Dataset rows on where objects appear
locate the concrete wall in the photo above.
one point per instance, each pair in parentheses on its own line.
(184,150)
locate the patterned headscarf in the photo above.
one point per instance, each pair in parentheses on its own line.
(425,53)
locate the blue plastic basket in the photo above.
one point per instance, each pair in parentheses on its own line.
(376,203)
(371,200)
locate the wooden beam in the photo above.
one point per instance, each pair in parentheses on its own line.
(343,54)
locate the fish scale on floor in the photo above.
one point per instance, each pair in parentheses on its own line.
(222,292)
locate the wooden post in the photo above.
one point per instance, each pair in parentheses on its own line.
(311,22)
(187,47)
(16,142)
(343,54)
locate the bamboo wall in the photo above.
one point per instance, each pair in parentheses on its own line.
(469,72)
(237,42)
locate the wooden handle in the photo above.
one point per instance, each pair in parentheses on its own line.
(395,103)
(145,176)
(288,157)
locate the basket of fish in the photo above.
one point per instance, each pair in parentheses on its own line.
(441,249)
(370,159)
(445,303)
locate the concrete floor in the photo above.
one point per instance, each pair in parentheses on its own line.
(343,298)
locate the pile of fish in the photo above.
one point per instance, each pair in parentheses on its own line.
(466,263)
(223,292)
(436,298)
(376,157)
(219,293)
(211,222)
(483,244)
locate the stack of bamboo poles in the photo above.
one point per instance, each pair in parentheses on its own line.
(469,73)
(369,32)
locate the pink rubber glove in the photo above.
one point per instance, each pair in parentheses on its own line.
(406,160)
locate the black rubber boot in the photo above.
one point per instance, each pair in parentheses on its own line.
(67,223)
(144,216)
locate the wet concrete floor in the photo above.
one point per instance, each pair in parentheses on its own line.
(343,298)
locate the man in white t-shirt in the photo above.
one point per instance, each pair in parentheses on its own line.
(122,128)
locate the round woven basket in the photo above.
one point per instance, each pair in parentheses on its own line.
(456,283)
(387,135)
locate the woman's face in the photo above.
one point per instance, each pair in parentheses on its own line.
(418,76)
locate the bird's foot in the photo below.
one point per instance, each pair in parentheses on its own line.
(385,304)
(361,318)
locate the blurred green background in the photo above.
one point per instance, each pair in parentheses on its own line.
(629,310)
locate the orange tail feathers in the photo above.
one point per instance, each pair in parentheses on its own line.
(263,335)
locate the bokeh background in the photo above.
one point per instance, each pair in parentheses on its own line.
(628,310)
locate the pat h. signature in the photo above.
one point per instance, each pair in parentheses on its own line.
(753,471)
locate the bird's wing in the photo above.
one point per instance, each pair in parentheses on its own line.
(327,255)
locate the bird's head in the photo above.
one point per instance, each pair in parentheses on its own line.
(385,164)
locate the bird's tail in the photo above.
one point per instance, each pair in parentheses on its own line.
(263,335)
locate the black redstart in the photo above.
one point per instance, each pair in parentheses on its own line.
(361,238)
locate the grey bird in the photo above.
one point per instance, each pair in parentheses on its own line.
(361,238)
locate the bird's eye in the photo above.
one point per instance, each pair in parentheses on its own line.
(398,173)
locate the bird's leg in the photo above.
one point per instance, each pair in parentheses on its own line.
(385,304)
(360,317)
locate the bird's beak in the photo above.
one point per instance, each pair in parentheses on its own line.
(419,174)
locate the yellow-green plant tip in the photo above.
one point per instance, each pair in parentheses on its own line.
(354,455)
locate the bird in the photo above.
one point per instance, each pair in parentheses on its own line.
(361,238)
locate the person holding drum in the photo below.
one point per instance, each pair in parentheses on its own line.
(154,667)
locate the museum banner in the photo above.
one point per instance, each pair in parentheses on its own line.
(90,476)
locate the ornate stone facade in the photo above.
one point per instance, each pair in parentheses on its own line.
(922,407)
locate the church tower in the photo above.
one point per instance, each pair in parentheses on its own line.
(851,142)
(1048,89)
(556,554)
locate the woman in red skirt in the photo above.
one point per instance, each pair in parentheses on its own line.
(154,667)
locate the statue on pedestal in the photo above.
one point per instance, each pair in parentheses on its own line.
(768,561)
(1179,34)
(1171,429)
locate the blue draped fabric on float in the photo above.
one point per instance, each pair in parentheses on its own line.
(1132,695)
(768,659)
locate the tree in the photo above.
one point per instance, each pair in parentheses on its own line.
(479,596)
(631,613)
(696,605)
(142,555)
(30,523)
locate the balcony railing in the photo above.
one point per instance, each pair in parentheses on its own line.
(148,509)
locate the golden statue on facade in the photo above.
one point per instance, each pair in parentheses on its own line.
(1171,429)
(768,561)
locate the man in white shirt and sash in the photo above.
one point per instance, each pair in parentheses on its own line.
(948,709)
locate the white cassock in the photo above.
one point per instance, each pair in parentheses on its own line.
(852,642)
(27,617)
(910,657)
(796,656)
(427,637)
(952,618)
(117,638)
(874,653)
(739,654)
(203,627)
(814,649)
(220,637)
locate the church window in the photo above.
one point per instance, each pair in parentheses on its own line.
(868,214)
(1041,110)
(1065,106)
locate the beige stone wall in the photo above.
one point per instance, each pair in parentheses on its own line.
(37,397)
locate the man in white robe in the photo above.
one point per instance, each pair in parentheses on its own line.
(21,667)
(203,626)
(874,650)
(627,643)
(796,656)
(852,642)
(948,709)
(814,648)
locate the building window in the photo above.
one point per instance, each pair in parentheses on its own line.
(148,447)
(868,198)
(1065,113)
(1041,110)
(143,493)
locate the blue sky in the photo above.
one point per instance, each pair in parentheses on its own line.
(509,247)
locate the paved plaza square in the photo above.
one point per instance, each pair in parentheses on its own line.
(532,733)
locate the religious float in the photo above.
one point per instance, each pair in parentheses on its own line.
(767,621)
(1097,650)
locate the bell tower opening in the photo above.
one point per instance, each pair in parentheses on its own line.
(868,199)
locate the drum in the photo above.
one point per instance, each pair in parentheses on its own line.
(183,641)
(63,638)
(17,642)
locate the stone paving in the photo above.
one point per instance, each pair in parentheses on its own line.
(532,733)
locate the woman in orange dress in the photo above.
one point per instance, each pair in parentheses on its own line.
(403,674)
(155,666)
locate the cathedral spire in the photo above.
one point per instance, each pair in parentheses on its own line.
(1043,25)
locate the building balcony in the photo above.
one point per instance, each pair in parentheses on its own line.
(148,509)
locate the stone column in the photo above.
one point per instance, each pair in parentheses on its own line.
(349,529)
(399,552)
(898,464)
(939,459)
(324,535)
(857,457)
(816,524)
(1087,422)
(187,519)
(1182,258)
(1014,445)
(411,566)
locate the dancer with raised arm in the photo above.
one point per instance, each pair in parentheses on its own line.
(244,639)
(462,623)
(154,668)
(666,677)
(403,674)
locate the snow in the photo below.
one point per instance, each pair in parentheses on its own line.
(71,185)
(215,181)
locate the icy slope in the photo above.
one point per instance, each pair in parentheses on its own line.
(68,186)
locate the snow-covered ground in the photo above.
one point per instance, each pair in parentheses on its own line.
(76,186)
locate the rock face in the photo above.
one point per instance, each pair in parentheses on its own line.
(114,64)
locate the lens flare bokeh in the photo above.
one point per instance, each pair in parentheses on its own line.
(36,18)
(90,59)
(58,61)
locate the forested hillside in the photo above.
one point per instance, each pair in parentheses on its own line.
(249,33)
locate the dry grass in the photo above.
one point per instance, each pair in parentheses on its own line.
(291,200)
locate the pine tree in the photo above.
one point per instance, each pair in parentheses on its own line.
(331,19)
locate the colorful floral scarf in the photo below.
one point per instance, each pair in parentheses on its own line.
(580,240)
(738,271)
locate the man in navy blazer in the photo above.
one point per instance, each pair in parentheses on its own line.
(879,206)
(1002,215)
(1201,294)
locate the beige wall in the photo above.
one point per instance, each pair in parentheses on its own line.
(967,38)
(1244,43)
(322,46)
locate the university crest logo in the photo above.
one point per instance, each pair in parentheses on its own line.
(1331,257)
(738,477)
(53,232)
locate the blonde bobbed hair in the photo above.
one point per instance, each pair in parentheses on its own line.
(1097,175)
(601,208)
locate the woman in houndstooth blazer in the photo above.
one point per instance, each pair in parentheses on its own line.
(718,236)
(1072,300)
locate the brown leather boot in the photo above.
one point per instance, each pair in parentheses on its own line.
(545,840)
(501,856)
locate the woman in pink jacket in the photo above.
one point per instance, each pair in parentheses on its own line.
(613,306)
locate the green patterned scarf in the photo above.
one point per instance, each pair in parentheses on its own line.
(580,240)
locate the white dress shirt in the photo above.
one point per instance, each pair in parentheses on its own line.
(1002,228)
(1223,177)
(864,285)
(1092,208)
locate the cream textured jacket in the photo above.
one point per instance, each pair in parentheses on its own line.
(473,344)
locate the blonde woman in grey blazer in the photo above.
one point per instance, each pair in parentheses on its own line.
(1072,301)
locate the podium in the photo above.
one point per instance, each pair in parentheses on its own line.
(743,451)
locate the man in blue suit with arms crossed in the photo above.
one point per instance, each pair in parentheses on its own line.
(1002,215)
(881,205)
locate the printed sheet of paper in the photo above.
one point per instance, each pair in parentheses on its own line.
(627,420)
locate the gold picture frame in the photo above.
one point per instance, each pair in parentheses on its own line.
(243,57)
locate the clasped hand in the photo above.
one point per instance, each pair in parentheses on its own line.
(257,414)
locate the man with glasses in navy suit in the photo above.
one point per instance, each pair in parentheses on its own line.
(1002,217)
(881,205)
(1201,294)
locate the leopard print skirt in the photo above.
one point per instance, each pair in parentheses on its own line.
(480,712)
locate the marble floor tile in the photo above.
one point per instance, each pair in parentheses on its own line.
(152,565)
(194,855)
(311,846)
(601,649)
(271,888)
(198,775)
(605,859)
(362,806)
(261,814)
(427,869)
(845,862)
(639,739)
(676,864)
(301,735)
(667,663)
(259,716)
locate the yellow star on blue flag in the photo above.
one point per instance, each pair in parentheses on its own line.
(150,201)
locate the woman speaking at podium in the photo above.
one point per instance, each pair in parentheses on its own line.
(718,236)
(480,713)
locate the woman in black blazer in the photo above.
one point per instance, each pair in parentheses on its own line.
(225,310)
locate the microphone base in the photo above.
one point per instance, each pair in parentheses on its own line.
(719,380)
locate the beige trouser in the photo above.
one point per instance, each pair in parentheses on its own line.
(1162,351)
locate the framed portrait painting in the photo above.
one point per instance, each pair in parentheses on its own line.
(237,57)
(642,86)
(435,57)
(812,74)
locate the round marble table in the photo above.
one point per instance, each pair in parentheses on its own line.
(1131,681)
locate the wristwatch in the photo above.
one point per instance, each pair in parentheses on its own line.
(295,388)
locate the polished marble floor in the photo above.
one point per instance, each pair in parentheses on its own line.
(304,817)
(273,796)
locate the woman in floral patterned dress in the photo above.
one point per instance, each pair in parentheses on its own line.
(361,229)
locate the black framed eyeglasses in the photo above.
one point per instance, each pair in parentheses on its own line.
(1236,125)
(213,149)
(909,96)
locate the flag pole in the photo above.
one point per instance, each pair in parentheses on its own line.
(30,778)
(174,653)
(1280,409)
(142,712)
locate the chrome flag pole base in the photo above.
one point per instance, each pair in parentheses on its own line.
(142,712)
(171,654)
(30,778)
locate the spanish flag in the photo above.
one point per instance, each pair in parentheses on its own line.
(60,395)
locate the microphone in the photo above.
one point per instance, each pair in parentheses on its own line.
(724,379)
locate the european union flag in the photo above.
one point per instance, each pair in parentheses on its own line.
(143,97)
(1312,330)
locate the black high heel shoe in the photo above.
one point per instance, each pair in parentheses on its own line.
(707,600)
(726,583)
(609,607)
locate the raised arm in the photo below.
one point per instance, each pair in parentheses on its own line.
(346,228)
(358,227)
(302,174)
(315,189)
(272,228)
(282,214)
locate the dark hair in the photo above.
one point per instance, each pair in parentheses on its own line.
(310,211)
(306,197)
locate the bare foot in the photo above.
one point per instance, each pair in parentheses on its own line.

» **EXERCISE OBJECTIVE**
Rewrite every line of the records from the line holding "locate the spanish flag in the photo above." through the end of the records, inclusive, with each coordinate pair scaled by 1.4 and rounded to whole numbers, halves rounding up. Keep the lines that have no coordinates unchanged.

» **REPLY TO THE EXERCISE**
locate the spanish flag in the photo above.
one point per instance, each pair in parentheses on its own line.
(84,553)
locate the microphone in the photo above.
one point per instance, each pair in parentheses on its own line.
(1014,531)
locate the european union flag in the photo above.
one point per instance, each pair in parentheses on its own line.
(200,136)
(1837,462)
locate the black high heel shoe in the photo above.
one point per instance, each pair in parentheses on its own line.
(990,840)
(1016,816)
(853,850)
locate the raised arm in the photo below.
one point per instance, each pair in parentheses on its own line.
(484,319)
(501,318)
(423,244)
(441,265)
(381,319)
(395,300)
locate the dark hair in the photo above.
one point per instance, each pair in parentheses on its own line.
(434,295)
(428,276)
locate the bare foot in the photo above.
one point per instance, each pair in parentheses on its own line.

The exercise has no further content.